The problem:
Search the material below for the string "stack" and copy each line where it appears.

Available records:

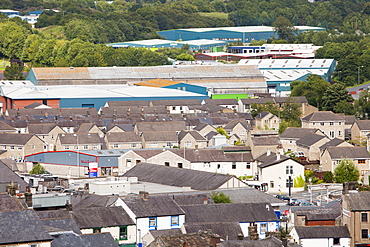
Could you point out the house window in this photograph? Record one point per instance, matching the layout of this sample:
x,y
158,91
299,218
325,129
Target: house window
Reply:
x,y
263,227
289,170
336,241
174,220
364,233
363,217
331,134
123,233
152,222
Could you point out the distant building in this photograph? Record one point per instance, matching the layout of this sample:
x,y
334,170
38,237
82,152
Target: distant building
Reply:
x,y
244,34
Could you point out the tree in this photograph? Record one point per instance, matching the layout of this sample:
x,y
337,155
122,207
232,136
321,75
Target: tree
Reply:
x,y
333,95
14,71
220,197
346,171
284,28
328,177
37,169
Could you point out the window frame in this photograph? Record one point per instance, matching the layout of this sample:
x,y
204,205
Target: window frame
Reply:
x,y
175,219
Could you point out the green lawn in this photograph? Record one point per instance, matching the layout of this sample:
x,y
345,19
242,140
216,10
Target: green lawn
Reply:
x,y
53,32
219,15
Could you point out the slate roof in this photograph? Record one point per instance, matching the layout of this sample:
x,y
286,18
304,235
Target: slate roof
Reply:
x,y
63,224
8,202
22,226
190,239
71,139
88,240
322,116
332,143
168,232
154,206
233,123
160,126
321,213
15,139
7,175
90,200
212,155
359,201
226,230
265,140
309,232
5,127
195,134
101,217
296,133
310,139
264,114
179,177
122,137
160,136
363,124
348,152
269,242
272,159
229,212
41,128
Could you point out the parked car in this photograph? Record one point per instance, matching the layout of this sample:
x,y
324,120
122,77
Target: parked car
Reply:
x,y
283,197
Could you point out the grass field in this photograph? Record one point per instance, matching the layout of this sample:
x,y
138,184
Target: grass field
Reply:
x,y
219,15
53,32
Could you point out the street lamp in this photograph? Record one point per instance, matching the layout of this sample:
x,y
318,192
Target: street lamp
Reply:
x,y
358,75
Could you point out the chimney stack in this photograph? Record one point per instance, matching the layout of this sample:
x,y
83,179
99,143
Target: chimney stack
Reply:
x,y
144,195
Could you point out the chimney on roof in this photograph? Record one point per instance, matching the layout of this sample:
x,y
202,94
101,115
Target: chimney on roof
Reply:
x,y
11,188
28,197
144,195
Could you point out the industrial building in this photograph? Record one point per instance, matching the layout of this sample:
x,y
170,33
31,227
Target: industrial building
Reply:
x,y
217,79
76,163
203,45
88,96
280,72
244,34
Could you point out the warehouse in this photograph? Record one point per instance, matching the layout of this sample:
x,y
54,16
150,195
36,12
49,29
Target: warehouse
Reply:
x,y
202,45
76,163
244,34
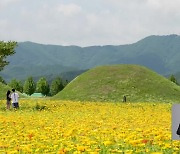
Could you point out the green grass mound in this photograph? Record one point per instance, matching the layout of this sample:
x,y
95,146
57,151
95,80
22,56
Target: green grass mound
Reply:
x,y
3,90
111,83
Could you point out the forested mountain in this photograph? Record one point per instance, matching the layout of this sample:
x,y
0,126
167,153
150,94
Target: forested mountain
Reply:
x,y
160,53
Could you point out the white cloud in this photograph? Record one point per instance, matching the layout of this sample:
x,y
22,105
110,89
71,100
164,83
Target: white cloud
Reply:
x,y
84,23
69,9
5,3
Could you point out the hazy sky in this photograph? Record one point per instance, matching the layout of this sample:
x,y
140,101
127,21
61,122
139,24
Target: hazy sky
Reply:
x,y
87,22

* * *

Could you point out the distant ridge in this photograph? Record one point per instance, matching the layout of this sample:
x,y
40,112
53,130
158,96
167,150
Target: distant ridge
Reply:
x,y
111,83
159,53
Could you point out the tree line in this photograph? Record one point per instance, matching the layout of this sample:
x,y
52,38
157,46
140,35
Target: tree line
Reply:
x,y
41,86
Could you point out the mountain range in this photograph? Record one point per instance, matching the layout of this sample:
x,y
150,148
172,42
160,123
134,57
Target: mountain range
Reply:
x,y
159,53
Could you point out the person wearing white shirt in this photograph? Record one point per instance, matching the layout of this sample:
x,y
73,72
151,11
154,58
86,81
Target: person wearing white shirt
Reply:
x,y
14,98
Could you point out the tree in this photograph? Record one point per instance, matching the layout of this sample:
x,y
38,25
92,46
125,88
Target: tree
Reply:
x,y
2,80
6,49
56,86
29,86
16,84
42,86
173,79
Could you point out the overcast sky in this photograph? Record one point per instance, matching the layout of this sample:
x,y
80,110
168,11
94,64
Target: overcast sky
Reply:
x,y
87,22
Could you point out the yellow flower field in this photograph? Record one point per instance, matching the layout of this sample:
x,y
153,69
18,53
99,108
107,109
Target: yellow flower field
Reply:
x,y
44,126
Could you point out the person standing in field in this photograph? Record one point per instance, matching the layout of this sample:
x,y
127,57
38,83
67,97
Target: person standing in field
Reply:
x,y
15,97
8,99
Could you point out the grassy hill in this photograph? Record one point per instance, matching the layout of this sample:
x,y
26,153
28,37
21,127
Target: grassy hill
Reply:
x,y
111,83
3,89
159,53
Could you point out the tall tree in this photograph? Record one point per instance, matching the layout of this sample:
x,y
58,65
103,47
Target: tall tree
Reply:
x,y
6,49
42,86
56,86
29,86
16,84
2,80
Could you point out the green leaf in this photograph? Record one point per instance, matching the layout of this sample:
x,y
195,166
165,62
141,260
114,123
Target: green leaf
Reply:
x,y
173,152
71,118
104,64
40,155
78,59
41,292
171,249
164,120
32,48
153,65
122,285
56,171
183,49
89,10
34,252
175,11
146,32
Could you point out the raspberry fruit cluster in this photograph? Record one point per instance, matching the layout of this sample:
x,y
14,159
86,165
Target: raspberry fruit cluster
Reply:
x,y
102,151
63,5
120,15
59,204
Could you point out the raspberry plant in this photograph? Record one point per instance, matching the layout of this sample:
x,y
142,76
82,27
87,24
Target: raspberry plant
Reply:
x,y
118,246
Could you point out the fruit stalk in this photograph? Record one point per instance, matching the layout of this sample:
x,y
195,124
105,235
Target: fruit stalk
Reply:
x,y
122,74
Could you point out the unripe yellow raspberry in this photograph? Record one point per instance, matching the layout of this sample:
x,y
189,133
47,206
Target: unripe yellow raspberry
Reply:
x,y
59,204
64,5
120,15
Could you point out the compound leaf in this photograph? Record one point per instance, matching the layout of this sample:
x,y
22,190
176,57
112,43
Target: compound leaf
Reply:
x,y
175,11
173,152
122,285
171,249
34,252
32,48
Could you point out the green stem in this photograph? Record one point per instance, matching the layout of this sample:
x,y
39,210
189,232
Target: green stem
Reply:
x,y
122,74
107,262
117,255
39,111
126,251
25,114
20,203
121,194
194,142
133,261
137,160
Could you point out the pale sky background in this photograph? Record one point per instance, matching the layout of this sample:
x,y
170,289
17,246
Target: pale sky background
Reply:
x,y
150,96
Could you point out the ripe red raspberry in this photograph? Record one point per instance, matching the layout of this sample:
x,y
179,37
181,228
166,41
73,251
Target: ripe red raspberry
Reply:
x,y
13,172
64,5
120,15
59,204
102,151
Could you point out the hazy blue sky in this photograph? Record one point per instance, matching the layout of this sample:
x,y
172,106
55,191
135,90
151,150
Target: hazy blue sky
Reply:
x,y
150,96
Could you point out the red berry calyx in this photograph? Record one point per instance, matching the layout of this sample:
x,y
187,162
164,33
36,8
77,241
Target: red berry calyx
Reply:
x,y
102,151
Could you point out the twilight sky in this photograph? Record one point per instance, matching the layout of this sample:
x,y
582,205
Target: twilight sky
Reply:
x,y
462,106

---

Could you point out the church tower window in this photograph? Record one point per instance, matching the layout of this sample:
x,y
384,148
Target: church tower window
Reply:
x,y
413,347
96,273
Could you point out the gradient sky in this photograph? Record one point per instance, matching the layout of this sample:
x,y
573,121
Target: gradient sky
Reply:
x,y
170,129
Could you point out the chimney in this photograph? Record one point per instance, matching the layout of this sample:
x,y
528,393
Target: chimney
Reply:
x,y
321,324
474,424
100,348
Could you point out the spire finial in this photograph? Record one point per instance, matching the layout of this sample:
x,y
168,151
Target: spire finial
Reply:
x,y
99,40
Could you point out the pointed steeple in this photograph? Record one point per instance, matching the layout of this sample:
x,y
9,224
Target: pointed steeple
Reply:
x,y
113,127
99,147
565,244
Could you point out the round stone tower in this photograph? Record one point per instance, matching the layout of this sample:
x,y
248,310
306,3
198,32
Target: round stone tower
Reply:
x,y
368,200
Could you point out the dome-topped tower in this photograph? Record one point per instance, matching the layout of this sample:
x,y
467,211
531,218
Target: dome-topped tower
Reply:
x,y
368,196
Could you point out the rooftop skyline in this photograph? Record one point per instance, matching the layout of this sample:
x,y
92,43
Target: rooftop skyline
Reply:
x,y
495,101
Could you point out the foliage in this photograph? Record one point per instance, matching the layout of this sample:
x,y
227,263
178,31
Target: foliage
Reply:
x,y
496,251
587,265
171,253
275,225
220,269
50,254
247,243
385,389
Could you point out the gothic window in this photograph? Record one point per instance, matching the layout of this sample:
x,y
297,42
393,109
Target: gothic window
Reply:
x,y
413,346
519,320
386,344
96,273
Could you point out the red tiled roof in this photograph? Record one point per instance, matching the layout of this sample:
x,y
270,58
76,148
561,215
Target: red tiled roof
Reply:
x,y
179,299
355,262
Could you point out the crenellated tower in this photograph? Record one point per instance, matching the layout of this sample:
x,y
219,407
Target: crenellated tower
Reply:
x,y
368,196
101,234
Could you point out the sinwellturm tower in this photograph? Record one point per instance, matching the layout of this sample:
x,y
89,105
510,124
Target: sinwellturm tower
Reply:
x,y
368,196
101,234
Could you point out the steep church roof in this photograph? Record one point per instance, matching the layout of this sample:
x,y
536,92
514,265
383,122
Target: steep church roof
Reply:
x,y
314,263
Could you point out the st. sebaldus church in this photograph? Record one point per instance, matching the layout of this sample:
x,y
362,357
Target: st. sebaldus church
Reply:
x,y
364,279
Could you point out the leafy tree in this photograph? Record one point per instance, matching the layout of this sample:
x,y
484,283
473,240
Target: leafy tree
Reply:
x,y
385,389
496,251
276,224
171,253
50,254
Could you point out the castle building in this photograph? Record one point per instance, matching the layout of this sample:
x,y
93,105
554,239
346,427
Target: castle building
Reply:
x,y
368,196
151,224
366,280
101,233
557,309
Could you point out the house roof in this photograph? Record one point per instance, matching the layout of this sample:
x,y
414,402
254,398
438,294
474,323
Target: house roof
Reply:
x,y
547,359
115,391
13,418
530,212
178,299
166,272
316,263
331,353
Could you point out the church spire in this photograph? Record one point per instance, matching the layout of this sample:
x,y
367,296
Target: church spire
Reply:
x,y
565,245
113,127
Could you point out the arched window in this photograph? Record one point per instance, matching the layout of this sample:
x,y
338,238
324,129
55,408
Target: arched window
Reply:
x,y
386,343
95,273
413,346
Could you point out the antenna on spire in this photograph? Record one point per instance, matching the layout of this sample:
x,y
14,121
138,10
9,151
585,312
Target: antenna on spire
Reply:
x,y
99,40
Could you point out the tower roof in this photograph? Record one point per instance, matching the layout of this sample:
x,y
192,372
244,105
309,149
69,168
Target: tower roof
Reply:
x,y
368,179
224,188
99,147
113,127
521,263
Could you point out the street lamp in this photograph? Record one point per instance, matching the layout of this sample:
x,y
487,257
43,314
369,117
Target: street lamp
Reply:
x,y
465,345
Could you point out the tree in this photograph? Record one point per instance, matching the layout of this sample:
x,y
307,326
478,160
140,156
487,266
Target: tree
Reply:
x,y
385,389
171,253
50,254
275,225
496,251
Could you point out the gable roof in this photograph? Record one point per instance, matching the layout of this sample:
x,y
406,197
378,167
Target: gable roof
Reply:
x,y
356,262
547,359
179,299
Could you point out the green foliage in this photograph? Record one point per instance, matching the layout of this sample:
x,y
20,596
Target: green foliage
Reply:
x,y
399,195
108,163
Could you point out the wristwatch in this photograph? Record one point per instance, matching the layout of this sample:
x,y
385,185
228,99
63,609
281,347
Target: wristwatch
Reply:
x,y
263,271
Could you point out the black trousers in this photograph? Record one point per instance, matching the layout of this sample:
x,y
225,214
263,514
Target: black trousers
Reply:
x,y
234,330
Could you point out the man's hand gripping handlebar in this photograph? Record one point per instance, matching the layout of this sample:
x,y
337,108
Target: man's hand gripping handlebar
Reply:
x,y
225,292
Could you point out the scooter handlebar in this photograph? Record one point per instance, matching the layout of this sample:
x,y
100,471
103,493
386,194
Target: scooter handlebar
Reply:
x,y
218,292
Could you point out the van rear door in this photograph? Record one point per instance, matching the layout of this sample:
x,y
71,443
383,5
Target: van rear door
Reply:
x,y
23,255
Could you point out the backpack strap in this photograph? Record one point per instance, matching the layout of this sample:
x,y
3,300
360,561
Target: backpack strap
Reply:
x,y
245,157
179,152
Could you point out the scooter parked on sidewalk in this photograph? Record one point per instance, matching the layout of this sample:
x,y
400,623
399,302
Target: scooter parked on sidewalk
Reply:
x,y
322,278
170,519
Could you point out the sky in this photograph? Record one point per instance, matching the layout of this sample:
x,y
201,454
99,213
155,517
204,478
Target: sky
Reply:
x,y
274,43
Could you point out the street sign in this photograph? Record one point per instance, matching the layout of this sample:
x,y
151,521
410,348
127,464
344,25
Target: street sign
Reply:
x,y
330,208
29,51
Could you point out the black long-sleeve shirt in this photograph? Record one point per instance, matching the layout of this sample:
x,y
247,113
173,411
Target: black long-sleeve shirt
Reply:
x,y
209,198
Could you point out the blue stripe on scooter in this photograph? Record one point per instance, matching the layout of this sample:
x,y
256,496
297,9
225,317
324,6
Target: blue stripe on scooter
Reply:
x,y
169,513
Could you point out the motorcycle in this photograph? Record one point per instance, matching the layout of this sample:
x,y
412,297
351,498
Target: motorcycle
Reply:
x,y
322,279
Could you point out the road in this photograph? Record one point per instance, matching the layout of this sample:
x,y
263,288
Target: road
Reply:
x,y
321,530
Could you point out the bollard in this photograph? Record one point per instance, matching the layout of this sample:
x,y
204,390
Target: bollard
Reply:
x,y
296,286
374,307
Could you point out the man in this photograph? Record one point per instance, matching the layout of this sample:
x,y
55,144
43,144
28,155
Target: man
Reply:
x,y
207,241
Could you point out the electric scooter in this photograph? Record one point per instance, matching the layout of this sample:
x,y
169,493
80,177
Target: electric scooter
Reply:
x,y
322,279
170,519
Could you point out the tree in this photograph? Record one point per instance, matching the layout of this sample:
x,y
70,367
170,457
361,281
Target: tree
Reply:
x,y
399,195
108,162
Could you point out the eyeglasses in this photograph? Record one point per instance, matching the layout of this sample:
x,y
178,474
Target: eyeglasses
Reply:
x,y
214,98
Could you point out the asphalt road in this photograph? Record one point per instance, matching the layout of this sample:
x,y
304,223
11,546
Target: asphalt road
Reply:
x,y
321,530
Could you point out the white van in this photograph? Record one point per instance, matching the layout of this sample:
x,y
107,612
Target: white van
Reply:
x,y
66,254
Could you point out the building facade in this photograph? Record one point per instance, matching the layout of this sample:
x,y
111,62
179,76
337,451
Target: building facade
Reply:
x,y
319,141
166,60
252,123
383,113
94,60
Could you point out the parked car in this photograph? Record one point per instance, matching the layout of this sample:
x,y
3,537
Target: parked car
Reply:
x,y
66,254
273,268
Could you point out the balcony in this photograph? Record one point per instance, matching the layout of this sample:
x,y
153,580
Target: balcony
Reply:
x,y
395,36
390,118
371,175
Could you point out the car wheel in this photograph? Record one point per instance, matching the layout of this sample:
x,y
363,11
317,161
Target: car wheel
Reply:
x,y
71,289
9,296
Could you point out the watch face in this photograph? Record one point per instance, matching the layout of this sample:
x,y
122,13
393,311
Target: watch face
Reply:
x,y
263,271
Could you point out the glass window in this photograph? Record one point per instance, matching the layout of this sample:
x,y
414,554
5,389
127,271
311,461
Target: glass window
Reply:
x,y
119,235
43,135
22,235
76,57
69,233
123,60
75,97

Response area:
Could you point out the chimney stack in this photograph? Record one point per instance, matching the layout of this sample:
Target: chimney stack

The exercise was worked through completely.